» **Work to be completed**: Could you copy the listing below word for word, from the line containing "Call locate_point to put a point on the finger, one" through its final line, with both of those lines included and any pictures left out?

» **Stored rows**:
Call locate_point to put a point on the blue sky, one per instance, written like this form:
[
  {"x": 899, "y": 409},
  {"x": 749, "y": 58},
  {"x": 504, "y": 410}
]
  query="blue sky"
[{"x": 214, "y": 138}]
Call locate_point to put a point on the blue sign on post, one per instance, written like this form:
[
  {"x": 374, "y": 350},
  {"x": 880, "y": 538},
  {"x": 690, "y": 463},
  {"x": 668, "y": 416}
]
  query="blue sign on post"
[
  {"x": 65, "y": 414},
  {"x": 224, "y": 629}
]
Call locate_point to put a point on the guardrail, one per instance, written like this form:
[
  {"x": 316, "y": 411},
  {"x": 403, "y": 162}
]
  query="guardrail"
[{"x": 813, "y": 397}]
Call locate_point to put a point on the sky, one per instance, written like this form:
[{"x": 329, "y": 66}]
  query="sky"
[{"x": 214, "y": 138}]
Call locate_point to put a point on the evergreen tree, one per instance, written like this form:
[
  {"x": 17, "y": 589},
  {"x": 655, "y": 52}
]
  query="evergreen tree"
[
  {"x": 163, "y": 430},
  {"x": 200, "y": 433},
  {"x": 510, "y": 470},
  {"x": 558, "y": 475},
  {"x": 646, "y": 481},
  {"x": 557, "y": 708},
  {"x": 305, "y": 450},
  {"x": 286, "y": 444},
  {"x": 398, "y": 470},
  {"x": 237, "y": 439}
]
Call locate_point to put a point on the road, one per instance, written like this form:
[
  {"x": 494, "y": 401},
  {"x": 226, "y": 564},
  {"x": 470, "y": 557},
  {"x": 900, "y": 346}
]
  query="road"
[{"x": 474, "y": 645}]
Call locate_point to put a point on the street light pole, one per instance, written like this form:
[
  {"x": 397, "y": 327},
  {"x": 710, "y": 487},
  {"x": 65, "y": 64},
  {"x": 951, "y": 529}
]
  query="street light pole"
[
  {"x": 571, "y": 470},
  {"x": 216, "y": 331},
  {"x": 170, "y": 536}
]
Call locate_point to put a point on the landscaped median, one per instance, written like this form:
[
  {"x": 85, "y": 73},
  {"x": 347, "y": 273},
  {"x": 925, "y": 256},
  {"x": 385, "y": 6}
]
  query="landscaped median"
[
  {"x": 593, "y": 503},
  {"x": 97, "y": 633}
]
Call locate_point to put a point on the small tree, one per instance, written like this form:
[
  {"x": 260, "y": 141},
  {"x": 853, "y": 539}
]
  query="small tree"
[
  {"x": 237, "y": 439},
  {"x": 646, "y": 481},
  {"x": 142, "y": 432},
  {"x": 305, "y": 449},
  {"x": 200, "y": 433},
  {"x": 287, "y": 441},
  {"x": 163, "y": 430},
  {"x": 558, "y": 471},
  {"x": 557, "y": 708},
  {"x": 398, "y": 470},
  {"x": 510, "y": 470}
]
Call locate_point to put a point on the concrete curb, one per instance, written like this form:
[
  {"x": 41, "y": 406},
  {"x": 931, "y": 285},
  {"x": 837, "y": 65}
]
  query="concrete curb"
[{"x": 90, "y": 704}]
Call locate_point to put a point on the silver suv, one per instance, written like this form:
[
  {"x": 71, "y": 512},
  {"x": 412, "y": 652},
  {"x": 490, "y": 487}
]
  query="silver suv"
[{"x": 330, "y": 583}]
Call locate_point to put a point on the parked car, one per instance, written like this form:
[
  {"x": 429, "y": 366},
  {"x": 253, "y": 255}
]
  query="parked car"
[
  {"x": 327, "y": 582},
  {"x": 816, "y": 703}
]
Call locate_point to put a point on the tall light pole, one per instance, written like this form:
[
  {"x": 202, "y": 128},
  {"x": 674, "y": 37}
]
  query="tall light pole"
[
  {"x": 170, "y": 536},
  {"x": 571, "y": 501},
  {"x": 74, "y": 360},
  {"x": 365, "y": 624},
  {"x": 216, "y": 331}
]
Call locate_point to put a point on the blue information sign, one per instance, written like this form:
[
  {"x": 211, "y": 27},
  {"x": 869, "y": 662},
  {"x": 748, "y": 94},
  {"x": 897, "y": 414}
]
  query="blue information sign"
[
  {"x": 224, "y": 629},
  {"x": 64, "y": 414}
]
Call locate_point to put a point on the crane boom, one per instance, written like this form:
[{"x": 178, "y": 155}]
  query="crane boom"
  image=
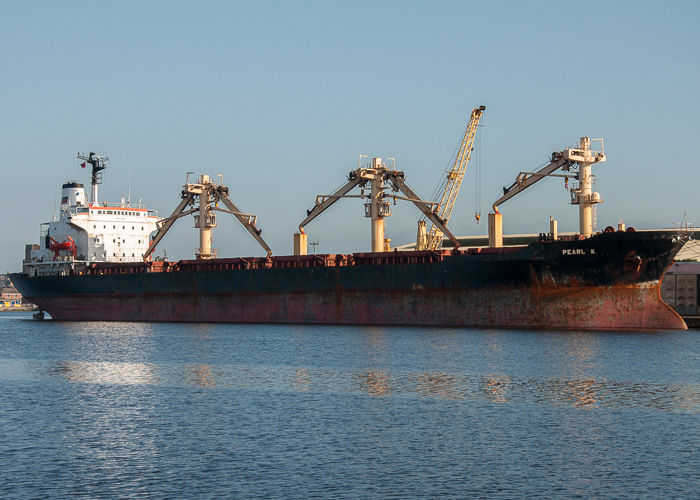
[{"x": 454, "y": 180}]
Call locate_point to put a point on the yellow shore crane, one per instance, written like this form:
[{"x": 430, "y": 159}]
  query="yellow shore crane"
[{"x": 432, "y": 240}]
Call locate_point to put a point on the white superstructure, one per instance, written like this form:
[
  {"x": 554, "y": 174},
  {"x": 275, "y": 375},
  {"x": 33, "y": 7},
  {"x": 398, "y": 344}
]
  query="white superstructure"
[{"x": 84, "y": 232}]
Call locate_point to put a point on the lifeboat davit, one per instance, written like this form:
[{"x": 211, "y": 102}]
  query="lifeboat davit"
[{"x": 68, "y": 246}]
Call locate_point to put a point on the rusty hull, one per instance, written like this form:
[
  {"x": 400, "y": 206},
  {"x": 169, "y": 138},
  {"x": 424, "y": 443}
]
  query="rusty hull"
[{"x": 607, "y": 282}]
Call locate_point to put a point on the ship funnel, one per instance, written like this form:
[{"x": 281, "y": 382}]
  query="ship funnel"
[{"x": 72, "y": 193}]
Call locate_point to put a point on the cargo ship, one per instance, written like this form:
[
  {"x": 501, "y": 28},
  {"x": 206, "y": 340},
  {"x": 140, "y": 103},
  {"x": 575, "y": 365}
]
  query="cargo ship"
[{"x": 606, "y": 280}]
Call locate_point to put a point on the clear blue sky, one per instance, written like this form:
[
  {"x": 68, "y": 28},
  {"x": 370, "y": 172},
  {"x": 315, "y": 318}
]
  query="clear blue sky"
[{"x": 281, "y": 98}]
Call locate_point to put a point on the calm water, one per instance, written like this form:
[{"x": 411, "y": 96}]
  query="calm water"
[{"x": 98, "y": 410}]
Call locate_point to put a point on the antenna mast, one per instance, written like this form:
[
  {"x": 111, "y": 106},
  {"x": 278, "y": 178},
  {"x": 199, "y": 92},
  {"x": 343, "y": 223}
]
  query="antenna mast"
[{"x": 98, "y": 164}]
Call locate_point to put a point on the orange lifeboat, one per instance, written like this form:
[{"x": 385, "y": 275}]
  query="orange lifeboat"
[{"x": 68, "y": 246}]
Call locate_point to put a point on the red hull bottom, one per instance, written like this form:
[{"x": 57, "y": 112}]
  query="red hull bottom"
[{"x": 631, "y": 307}]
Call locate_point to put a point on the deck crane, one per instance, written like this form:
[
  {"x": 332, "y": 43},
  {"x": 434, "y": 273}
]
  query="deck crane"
[
  {"x": 378, "y": 178},
  {"x": 431, "y": 240},
  {"x": 208, "y": 194},
  {"x": 575, "y": 162}
]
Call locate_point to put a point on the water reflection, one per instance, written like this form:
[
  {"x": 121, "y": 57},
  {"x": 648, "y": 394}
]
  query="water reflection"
[
  {"x": 382, "y": 383},
  {"x": 103, "y": 372}
]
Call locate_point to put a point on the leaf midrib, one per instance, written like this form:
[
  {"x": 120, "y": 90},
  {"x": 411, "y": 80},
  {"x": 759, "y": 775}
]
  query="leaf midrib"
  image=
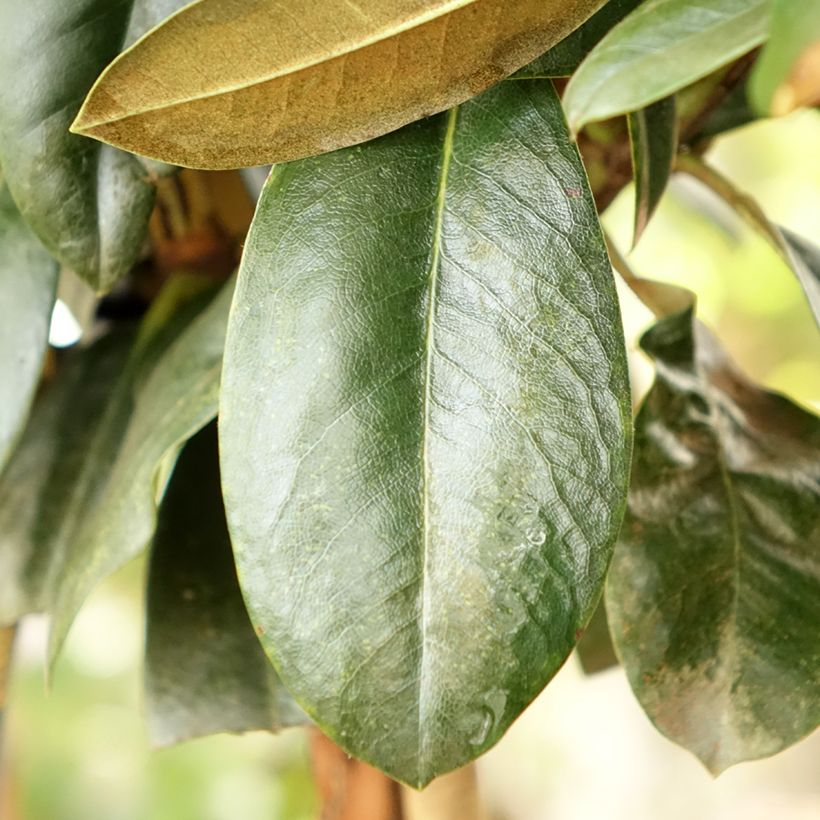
[
  {"x": 343, "y": 51},
  {"x": 435, "y": 264}
]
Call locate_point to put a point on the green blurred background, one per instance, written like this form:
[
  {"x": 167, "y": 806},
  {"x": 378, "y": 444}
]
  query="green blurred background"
[{"x": 584, "y": 749}]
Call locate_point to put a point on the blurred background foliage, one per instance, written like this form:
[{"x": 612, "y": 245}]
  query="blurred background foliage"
[{"x": 584, "y": 749}]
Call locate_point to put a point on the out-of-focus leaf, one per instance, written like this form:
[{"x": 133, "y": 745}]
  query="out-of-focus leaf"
[
  {"x": 28, "y": 281},
  {"x": 6, "y": 647},
  {"x": 205, "y": 670},
  {"x": 226, "y": 83},
  {"x": 714, "y": 593},
  {"x": 732, "y": 112},
  {"x": 563, "y": 58},
  {"x": 425, "y": 424},
  {"x": 35, "y": 488},
  {"x": 661, "y": 47},
  {"x": 78, "y": 498},
  {"x": 787, "y": 75},
  {"x": 595, "y": 650},
  {"x": 653, "y": 133},
  {"x": 88, "y": 204},
  {"x": 802, "y": 256},
  {"x": 161, "y": 406}
]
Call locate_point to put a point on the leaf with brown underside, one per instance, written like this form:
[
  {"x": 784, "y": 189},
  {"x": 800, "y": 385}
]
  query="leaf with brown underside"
[{"x": 227, "y": 83}]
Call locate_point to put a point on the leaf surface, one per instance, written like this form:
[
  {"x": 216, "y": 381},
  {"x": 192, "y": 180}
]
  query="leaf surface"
[
  {"x": 88, "y": 204},
  {"x": 425, "y": 423},
  {"x": 663, "y": 46},
  {"x": 28, "y": 283},
  {"x": 787, "y": 75},
  {"x": 226, "y": 83},
  {"x": 78, "y": 500},
  {"x": 205, "y": 670},
  {"x": 653, "y": 134},
  {"x": 714, "y": 592}
]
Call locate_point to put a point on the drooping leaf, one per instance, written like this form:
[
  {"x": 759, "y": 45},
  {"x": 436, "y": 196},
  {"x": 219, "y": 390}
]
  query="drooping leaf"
[
  {"x": 88, "y": 204},
  {"x": 78, "y": 499},
  {"x": 787, "y": 75},
  {"x": 226, "y": 83},
  {"x": 205, "y": 670},
  {"x": 167, "y": 396},
  {"x": 35, "y": 488},
  {"x": 714, "y": 593},
  {"x": 425, "y": 423},
  {"x": 653, "y": 133},
  {"x": 565, "y": 57},
  {"x": 28, "y": 282},
  {"x": 663, "y": 46},
  {"x": 802, "y": 256},
  {"x": 594, "y": 649}
]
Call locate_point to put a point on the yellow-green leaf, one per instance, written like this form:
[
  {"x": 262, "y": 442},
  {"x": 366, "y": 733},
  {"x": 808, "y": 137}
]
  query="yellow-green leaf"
[{"x": 227, "y": 83}]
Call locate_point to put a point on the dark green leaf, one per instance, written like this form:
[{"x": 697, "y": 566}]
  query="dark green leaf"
[
  {"x": 88, "y": 204},
  {"x": 660, "y": 48},
  {"x": 595, "y": 650},
  {"x": 205, "y": 670},
  {"x": 714, "y": 592},
  {"x": 787, "y": 75},
  {"x": 425, "y": 426},
  {"x": 562, "y": 59},
  {"x": 28, "y": 281},
  {"x": 653, "y": 132}
]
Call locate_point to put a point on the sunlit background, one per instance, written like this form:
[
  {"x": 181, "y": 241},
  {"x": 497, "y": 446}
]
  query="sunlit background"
[{"x": 584, "y": 749}]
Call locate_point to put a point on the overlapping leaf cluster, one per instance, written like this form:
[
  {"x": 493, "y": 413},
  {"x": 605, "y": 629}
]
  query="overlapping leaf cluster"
[{"x": 424, "y": 414}]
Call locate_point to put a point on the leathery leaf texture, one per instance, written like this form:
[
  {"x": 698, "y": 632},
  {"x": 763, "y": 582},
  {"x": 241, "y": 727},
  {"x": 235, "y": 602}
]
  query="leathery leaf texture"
[
  {"x": 425, "y": 427},
  {"x": 714, "y": 593},
  {"x": 228, "y": 83},
  {"x": 205, "y": 670}
]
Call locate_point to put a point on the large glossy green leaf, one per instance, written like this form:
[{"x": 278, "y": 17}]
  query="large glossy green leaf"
[
  {"x": 205, "y": 670},
  {"x": 714, "y": 593},
  {"x": 425, "y": 425},
  {"x": 28, "y": 282},
  {"x": 562, "y": 59},
  {"x": 89, "y": 205},
  {"x": 661, "y": 47},
  {"x": 227, "y": 83},
  {"x": 787, "y": 75},
  {"x": 78, "y": 500},
  {"x": 653, "y": 133}
]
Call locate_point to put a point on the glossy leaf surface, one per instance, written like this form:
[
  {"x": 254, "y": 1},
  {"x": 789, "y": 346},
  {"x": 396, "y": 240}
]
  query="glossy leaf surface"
[
  {"x": 653, "y": 133},
  {"x": 28, "y": 282},
  {"x": 205, "y": 670},
  {"x": 714, "y": 592},
  {"x": 787, "y": 75},
  {"x": 425, "y": 424},
  {"x": 227, "y": 83},
  {"x": 564, "y": 57},
  {"x": 661, "y": 47},
  {"x": 88, "y": 204}
]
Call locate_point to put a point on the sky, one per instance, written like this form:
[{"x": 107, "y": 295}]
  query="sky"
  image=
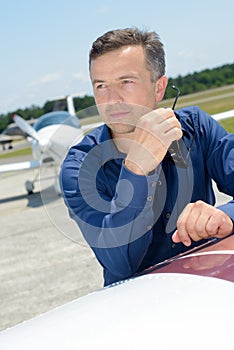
[{"x": 44, "y": 44}]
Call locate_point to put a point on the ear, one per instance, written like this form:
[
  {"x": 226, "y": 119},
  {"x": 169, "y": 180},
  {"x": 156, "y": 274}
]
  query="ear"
[{"x": 160, "y": 88}]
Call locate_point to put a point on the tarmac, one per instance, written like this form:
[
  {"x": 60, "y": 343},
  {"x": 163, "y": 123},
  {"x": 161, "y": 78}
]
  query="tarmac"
[
  {"x": 44, "y": 261},
  {"x": 41, "y": 266}
]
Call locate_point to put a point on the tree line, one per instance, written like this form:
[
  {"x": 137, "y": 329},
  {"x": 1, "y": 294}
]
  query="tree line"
[{"x": 190, "y": 83}]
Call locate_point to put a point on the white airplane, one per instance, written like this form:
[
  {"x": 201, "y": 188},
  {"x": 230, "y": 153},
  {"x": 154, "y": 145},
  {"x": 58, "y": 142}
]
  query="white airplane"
[{"x": 51, "y": 136}]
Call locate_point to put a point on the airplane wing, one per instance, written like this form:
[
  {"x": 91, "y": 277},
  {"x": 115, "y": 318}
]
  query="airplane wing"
[{"x": 4, "y": 168}]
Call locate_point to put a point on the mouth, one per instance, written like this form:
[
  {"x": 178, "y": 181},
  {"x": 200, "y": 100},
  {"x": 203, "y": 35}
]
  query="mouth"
[{"x": 118, "y": 114}]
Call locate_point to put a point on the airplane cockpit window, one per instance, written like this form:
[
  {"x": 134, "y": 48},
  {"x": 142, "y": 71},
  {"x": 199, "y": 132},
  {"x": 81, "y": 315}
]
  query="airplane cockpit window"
[{"x": 53, "y": 118}]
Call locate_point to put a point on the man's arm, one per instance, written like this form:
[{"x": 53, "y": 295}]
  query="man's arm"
[{"x": 118, "y": 229}]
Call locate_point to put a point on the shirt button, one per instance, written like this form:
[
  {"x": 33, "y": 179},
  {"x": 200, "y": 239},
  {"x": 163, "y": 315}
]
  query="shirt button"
[
  {"x": 168, "y": 215},
  {"x": 149, "y": 198}
]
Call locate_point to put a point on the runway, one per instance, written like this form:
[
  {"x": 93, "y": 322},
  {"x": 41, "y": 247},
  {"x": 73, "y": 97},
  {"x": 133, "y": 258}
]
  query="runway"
[{"x": 40, "y": 267}]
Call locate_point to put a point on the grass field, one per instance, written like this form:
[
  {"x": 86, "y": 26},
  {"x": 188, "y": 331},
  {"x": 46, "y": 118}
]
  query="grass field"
[{"x": 212, "y": 101}]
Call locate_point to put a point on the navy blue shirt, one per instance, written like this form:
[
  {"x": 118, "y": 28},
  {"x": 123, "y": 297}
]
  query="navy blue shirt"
[{"x": 128, "y": 219}]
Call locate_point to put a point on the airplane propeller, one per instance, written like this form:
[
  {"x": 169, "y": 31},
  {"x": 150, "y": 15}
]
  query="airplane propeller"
[{"x": 23, "y": 125}]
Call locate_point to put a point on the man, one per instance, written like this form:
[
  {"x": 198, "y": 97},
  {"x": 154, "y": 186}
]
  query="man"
[{"x": 139, "y": 187}]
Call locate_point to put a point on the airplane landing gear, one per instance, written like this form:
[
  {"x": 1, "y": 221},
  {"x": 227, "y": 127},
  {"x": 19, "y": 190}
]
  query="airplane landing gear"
[{"x": 29, "y": 186}]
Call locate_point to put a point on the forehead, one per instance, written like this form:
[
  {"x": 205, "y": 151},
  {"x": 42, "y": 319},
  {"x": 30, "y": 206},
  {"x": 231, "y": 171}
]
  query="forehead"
[{"x": 118, "y": 61}]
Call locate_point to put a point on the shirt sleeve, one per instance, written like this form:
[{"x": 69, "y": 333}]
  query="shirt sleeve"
[
  {"x": 220, "y": 161},
  {"x": 119, "y": 227}
]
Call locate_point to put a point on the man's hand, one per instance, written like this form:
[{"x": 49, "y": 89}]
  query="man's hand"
[
  {"x": 200, "y": 220},
  {"x": 154, "y": 133}
]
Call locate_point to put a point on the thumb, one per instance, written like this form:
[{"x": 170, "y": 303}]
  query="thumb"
[{"x": 176, "y": 237}]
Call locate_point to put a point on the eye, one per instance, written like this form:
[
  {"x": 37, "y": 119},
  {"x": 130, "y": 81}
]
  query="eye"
[
  {"x": 100, "y": 86},
  {"x": 128, "y": 81}
]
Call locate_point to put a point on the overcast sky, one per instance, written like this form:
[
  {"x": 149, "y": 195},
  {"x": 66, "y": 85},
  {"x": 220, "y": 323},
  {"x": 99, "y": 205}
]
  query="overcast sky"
[{"x": 45, "y": 43}]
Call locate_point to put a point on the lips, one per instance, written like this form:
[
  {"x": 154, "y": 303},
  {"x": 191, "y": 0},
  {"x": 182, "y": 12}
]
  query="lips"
[{"x": 118, "y": 114}]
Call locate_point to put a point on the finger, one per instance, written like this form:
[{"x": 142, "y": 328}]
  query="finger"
[
  {"x": 219, "y": 225},
  {"x": 182, "y": 221}
]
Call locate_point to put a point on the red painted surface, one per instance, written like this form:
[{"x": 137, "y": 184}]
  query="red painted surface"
[{"x": 213, "y": 260}]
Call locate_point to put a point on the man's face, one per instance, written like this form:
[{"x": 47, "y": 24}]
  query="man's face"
[{"x": 122, "y": 87}]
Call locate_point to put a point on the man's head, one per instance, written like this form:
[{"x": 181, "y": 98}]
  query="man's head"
[
  {"x": 127, "y": 69},
  {"x": 150, "y": 42}
]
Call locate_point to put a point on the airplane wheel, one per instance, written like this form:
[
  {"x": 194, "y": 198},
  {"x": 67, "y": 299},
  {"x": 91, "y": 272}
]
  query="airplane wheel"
[{"x": 29, "y": 186}]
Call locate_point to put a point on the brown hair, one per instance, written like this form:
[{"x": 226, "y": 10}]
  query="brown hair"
[{"x": 150, "y": 42}]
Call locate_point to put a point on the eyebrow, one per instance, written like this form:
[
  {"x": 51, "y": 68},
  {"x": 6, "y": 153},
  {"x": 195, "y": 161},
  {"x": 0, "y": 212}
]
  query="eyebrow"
[{"x": 122, "y": 77}]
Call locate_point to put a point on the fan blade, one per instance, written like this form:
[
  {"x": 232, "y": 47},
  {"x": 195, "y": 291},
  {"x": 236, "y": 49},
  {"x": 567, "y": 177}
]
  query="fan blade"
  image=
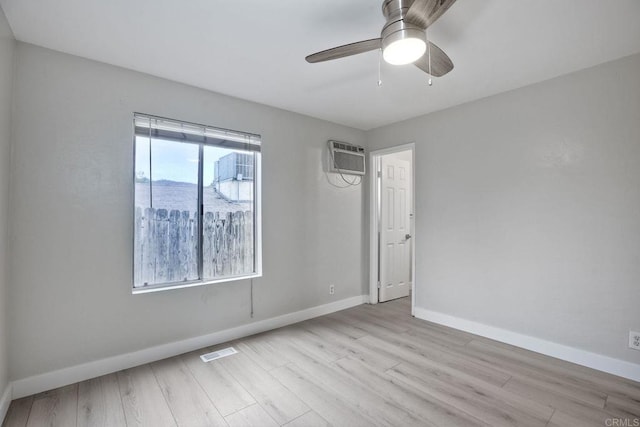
[
  {"x": 441, "y": 64},
  {"x": 425, "y": 12},
  {"x": 345, "y": 50}
]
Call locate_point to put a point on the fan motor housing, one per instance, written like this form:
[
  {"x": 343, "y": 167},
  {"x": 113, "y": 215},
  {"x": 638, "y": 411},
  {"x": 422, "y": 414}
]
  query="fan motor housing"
[{"x": 396, "y": 27}]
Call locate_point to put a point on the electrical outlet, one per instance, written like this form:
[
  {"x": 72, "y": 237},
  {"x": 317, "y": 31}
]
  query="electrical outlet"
[{"x": 634, "y": 340}]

» **Answer in full**:
Call locate_point to put a point on the finger, one per instance, written like this form:
[{"x": 142, "y": 328}]
  query="finger"
[
  {"x": 219, "y": 225},
  {"x": 182, "y": 221}
]
Call locate_point to put a point on the red painted surface, one per instance, written like this form:
[{"x": 137, "y": 184}]
  query="red painted surface"
[{"x": 213, "y": 260}]
Call locate_point to put a point on the man's face, one per instance, written like this form:
[{"x": 47, "y": 24}]
  query="man's face"
[{"x": 122, "y": 87}]
Call locate_point to put a point on the man's head, one per instance, written like this form:
[{"x": 181, "y": 98}]
  query="man's head"
[
  {"x": 127, "y": 69},
  {"x": 150, "y": 42}
]
Call locate_point to put a point on the airplane wheel, one per instance, written like this form:
[
  {"x": 194, "y": 198},
  {"x": 67, "y": 299},
  {"x": 91, "y": 272}
]
  query="airplane wheel"
[{"x": 29, "y": 186}]
Call locate_point to put a point on the brown hair, one per instance, written like this form:
[{"x": 226, "y": 10}]
  query="brown hair"
[{"x": 150, "y": 42}]
Call locate_point to put a point on the eyebrow, one per instance, written like this form:
[
  {"x": 51, "y": 68},
  {"x": 6, "y": 153},
  {"x": 195, "y": 161},
  {"x": 0, "y": 212}
]
  query="eyebrow"
[{"x": 122, "y": 77}]
Call locate_point to put a point on the fan blade, one per instance, written like this form:
[
  {"x": 232, "y": 47},
  {"x": 195, "y": 291},
  {"x": 236, "y": 49},
  {"x": 567, "y": 177}
]
  query="fan blade"
  image=
[
  {"x": 441, "y": 64},
  {"x": 425, "y": 12},
  {"x": 345, "y": 50}
]
Call locate_point to put a point on the fan motor housing, one per instance, written like this form:
[
  {"x": 343, "y": 167},
  {"x": 113, "y": 215},
  {"x": 638, "y": 411},
  {"x": 422, "y": 414}
]
  query="fan motor housing"
[{"x": 396, "y": 27}]
Call locate_point to put a point on the electrical outlet, one per instance, written like this form:
[
  {"x": 72, "y": 237},
  {"x": 317, "y": 31}
]
  query="electrical outlet"
[{"x": 634, "y": 340}]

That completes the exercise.